Given instruction: Rewrite the material below, changing each "kind enough" to "good enough" and leaving everything else untouched.

--- start of Dataset ---

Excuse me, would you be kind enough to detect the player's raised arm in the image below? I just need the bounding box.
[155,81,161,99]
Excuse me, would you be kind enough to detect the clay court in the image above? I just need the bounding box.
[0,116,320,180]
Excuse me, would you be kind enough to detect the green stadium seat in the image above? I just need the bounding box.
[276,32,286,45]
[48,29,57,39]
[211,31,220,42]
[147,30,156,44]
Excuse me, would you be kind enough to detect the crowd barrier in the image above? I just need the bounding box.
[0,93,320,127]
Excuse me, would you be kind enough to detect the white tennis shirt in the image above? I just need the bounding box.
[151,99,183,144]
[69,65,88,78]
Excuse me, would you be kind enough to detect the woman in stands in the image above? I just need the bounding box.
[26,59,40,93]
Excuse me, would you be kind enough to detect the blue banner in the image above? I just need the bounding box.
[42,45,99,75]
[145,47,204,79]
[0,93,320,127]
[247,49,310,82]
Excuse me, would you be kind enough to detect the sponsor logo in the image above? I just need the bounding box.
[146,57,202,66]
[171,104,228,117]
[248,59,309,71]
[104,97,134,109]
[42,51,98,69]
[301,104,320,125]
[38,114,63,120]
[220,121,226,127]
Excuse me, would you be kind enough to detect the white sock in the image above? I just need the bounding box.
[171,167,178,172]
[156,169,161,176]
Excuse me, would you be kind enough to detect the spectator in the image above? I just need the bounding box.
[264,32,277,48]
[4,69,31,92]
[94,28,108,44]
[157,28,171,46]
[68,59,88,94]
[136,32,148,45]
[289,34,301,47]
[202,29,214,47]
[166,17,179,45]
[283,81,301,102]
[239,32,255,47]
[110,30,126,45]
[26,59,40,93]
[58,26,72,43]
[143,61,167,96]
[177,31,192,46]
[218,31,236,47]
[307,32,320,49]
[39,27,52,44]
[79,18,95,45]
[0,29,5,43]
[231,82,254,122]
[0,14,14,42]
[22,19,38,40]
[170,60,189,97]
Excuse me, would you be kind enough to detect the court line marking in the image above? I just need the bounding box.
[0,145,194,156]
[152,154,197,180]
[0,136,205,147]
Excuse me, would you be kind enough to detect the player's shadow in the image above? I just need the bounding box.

--- end of Dataset ---

Output:
Excuse me, would you be good enough to detect the player's raised arm in the image below? I just need the bounding box.
[155,81,161,99]
Excuse me, would you be good enough to detect the clay court in the image above? I just need the bounding box.
[0,116,320,180]
Excuse me, would you be good enough to detect the green stadium seat in the image above? I just need the bounding box.
[276,32,286,45]
[48,29,57,39]
[211,31,220,42]
[147,30,156,44]
Excuse me, would you be good enough to detect the crowd barrier in the image above? I just need the bounding box.
[0,93,320,127]
Excuse me, would you be good enough to detect the white tennis shirt in the image above? I just need the bounding box.
[151,99,183,144]
[69,65,88,78]
Excuse me, would you be good enough to detect the woman in stands in the image above? I just need the bounding box.
[26,59,40,93]
Excuse me, would you be good enough to detect the blue banner in the image above? I just need the bounding box.
[42,45,99,75]
[145,47,204,79]
[0,93,320,127]
[247,49,310,82]
Excuse me, would you be good enough to detect the sponsor logo in the image above? I just need the bounding box.
[146,57,202,66]
[171,104,228,117]
[248,59,309,71]
[104,97,134,109]
[42,51,98,69]
[301,104,320,125]
[38,114,63,120]
[220,121,226,127]
Excuse me, would you be good enough to detect the white sock in the image above? I just need the bounding box.
[171,167,178,172]
[156,169,161,176]
Excuse me, would you be good enough to detect the spectator in the image above? I just need the bounding box.
[264,32,277,48]
[4,69,31,92]
[94,28,108,44]
[157,28,171,46]
[68,59,88,94]
[136,32,148,45]
[289,34,301,47]
[202,29,214,47]
[166,17,179,45]
[283,81,301,102]
[239,32,255,47]
[110,30,126,45]
[26,59,40,93]
[58,26,72,43]
[143,61,167,96]
[177,31,192,46]
[218,31,236,47]
[307,32,320,49]
[39,27,52,44]
[79,18,95,45]
[0,29,5,43]
[231,82,254,122]
[0,14,14,42]
[22,19,38,40]
[170,60,189,97]
Excuse me, would you be good enough to detect the court line marking in the image above? I just need the bounding box.
[0,145,194,156]
[152,154,197,180]
[0,136,205,147]
Excuse me, would you be good enough to detect the player's shadow in the image above? I just need the bounding box.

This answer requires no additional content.